THE DATA:
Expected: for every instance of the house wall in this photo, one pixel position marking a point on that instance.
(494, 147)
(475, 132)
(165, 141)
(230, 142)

EXERCISE GOAL:
Each line of the listing must appear in the answer exactly as above.

TASK SOLUTION:
Expected: for every instance of the house wall in this photo, one pixel position marking a point on that instance.
(494, 147)
(475, 132)
(165, 141)
(230, 142)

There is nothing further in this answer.